-- start of Dataset --

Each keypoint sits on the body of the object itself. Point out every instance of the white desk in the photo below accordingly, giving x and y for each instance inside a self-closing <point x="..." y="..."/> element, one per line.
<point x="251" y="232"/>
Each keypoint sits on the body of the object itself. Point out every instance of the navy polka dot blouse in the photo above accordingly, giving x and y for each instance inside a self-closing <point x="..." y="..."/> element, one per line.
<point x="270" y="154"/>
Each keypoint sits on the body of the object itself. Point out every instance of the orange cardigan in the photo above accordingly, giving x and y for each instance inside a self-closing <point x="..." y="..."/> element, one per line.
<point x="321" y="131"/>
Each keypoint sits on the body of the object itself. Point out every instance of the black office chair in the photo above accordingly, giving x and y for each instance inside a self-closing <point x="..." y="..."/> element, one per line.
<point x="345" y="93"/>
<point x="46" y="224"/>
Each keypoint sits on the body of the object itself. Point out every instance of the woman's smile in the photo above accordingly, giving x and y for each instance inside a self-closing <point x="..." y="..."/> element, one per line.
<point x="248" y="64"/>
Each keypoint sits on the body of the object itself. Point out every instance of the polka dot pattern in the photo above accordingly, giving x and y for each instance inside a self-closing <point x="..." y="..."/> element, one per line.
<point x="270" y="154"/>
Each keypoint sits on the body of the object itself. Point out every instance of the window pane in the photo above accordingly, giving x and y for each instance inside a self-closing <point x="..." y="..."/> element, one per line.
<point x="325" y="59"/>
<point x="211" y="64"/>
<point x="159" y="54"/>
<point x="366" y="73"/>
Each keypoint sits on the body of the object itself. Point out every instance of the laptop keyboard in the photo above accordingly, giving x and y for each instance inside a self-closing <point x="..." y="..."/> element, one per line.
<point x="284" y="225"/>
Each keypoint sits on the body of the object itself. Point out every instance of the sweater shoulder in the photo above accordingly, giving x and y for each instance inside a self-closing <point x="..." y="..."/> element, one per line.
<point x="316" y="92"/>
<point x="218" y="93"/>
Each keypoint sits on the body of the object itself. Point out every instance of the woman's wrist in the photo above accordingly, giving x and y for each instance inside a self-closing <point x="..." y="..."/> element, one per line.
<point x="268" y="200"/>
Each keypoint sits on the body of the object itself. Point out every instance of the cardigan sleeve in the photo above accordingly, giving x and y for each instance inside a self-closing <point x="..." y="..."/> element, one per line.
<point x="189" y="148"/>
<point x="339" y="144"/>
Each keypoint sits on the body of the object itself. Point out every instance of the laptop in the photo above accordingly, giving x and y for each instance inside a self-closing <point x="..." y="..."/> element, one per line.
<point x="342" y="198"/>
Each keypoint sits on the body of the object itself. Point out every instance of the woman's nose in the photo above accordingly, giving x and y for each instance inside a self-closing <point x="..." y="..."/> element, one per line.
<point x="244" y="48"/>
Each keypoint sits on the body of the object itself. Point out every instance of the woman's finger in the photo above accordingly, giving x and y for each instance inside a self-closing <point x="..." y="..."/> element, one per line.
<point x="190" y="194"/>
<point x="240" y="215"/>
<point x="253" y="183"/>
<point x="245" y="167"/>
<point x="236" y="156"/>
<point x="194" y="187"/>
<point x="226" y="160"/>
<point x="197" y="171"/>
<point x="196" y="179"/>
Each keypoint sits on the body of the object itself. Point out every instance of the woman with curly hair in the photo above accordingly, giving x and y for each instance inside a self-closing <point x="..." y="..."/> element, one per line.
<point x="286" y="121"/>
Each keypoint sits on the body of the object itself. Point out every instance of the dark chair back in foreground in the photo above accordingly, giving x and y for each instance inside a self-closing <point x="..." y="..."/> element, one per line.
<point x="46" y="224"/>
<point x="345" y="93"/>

-- end of Dataset --

* Task requirements:
Your task is to output the full set of records exactly as presented.

* Result of the exercise:
Each keypoint sits on the body of the object itself. Point out every instance of the white desk in the photo below accordingly, giving x and y for each instance inside a self-closing <point x="..." y="..."/> element, one per line.
<point x="251" y="232"/>
Each keypoint sits on the body of the object itself. Point out every instance of the navy polka dot blouse in the photo above accordingly, giving x and y for each instance inside a self-closing <point x="..." y="..."/> element, one per line.
<point x="270" y="154"/>
Each keypoint sits on the body of the object itself. Point out every instance of the orange cardigan in the photo above accordingly, giving x and y for each instance inside a self-closing <point x="..." y="..."/> element, one per line.
<point x="321" y="131"/>
Each keypoint sits on the body of the object itself. Point out every instance of the black office chair in the photo above accordingly, giving x and y for each instance inside a self-closing <point x="..." y="..."/> element, one per line.
<point x="345" y="93"/>
<point x="46" y="224"/>
Each keypoint sits on the body of the object itself. Point out every instance of the woman's smile in the photo above accordingly, giving x and y for each instance inside a self-closing <point x="..." y="..."/> element, one per line.
<point x="248" y="64"/>
Each keypoint sits on the body of the object itself. Point out every instance of the polka dot pattern in the photo above accordingly, giving x and y for each instance inside a self-closing <point x="..." y="..."/> element, one per line.
<point x="270" y="154"/>
Each keypoint sits on the body of the object itself. Point out every instance of the window pane in the photo above accordingly, giving x and y for each instance inside a self-closing <point x="..." y="..."/> element, one per line.
<point x="325" y="59"/>
<point x="211" y="64"/>
<point x="159" y="54"/>
<point x="366" y="73"/>
Each keypoint sits on the body of the object itself. Point out every instance of the laptop keyboard in the photo above accordingly, giving x and y for each instance inside a self-closing <point x="..." y="..."/> element, one per line.
<point x="284" y="225"/>
Each keypoint sits on the body of the object itself. Point out every instance of the sweater shoulder in the photo above accordingly, giving x and y for each instance inside a self-closing <point x="..." y="..."/> element, one per line.
<point x="316" y="92"/>
<point x="218" y="93"/>
Each keypoint sits on the body of the object itself. Point out every instance of the woman's wrist in the photo above accordingly, giving x and y for each instance inside a self-closing <point x="..." y="..."/> element, one per line.
<point x="268" y="200"/>
Each keypoint sits on the body of the object itself. Point out every instance of the cardigan sleeve in the photo above accordingly, giving x and y for each instance inside a self-closing <point x="..." y="..."/> element, one per line.
<point x="189" y="148"/>
<point x="339" y="144"/>
Each keypoint sits on the body of the object itself. Point out every instance of the laptop in the photo above accordingly, giving x and y for each instance inside a self-closing <point x="..." y="..."/> element, one per line.
<point x="342" y="198"/>
Each keypoint sits on the body of the object itself. Point out every instance of the woman's nose in the photo above accordingly, giving x and y for each instance inside a self-closing <point x="..." y="..."/> element, one per line.
<point x="244" y="48"/>
Each keypoint sits on the body of the object itself. Point out every instance of the woman's finger in the photo above accordingly, giving x and y for each instance inside a self-closing <point x="..." y="..."/> element, one per line.
<point x="190" y="194"/>
<point x="240" y="215"/>
<point x="253" y="183"/>
<point x="245" y="167"/>
<point x="236" y="156"/>
<point x="194" y="187"/>
<point x="226" y="160"/>
<point x="197" y="171"/>
<point x="196" y="179"/>
Each keypoint sits on the body of the object itself. Point out every instance of the woman with curly hair in the photo above accordingly, giving x and y for each instance inside a self-closing <point x="..." y="..."/> element, one per line.
<point x="286" y="121"/>
Each keypoint sits on the body of the object itself. Point out every instance of the dark chair back in foreground in the photo above accordingly, giving x and y for each instance inside a self-closing <point x="..." y="..."/> element, one per line.
<point x="46" y="224"/>
<point x="345" y="93"/>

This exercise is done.